Start of DATA
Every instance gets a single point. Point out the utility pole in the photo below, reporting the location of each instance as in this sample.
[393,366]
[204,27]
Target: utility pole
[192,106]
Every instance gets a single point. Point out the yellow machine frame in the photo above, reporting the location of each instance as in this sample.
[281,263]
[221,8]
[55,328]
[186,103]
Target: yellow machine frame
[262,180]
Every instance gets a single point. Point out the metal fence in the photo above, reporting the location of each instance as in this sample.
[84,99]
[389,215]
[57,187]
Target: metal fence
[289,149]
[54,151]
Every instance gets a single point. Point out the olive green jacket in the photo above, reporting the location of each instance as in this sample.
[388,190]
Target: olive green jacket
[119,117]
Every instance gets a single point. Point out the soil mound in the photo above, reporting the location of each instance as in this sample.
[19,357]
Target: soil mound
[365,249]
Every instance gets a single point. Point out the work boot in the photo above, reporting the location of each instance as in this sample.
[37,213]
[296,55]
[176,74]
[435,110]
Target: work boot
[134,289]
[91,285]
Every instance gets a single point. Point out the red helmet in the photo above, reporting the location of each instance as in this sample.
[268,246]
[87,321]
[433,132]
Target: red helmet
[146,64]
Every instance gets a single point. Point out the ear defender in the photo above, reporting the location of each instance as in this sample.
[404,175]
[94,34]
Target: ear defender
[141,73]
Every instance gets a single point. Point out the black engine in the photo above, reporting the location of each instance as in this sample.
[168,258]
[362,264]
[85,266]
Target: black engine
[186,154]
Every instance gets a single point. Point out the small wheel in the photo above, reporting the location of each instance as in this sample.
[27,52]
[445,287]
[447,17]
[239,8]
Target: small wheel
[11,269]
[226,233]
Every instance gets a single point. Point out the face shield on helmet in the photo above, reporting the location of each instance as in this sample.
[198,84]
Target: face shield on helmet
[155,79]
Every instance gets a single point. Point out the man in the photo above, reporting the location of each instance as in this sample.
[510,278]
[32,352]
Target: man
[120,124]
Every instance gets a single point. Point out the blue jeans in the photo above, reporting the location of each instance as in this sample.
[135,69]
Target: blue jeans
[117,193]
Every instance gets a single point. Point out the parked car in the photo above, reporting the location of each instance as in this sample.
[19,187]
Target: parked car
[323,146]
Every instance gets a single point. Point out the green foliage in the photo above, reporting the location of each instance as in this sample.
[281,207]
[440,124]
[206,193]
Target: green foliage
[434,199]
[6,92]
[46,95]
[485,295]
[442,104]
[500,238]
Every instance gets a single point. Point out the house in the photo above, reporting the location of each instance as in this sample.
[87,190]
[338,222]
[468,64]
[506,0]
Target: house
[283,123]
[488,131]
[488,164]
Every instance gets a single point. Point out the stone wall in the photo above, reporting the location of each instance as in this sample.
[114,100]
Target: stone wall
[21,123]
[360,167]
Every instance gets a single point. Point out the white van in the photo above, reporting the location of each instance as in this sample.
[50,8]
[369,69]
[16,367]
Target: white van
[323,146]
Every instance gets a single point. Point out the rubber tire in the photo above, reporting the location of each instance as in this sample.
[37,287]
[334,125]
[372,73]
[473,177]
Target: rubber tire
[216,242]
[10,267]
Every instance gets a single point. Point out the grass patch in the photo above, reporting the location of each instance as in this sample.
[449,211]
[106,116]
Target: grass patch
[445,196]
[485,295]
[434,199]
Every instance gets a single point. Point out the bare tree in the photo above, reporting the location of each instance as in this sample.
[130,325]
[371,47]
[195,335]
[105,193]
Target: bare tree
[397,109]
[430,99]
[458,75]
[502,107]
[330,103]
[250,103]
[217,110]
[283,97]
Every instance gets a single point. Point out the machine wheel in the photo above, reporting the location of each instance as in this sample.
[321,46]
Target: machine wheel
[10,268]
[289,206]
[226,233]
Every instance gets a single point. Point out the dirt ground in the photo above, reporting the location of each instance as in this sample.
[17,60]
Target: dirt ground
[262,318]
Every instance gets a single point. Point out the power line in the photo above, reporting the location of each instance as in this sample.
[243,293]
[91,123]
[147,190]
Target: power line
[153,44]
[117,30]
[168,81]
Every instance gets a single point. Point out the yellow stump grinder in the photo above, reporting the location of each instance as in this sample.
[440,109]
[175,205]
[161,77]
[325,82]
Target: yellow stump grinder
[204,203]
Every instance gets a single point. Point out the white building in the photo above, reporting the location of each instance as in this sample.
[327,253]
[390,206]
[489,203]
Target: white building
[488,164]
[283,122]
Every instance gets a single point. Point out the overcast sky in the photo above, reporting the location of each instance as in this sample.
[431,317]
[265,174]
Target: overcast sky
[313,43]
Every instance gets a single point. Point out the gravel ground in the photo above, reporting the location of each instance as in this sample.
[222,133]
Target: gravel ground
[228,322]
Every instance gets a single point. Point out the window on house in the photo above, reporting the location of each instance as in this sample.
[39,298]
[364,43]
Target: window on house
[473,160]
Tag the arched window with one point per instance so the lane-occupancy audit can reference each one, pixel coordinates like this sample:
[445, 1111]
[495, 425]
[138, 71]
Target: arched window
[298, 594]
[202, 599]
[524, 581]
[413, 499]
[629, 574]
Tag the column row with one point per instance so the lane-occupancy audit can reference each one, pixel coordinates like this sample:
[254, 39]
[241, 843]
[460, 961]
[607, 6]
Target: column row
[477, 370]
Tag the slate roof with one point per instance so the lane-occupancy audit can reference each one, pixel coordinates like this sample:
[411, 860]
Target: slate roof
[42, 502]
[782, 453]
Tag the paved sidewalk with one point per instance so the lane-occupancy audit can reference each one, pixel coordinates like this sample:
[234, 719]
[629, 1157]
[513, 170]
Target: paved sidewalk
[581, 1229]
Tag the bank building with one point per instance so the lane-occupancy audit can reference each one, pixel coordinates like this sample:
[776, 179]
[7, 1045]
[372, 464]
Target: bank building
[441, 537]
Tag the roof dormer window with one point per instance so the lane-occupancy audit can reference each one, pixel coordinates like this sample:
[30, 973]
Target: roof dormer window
End of DATA
*PROBLEM STATEMENT:* Your job is to return all lines above that hold the word "with".

*ANSWER FOR THIS EXERCISE:*
Tag the arched window with one point per instance so the lane-occupancy audit can reference each one, pixel coordinates like this sample:
Tag the column row with one point per instance so the lane-occupancy audit can reference each one, pixel coordinates like this sample:
Tag the slate roof with one point per instance so the lane-occupancy audit can reference each one, pixel coordinates like this sample:
Tag the paved sidewalk with one point per instance so the lane-occupancy audit can reference each one, pixel coordinates like this sample:
Tag the bank building with one point per instance so the lane-occupancy audit can reference each one, pixel coordinates like this sample:
Tag the roof dormer window with one point per instance so the lane-occupancy audit can reference each one, pixel coordinates like this sample:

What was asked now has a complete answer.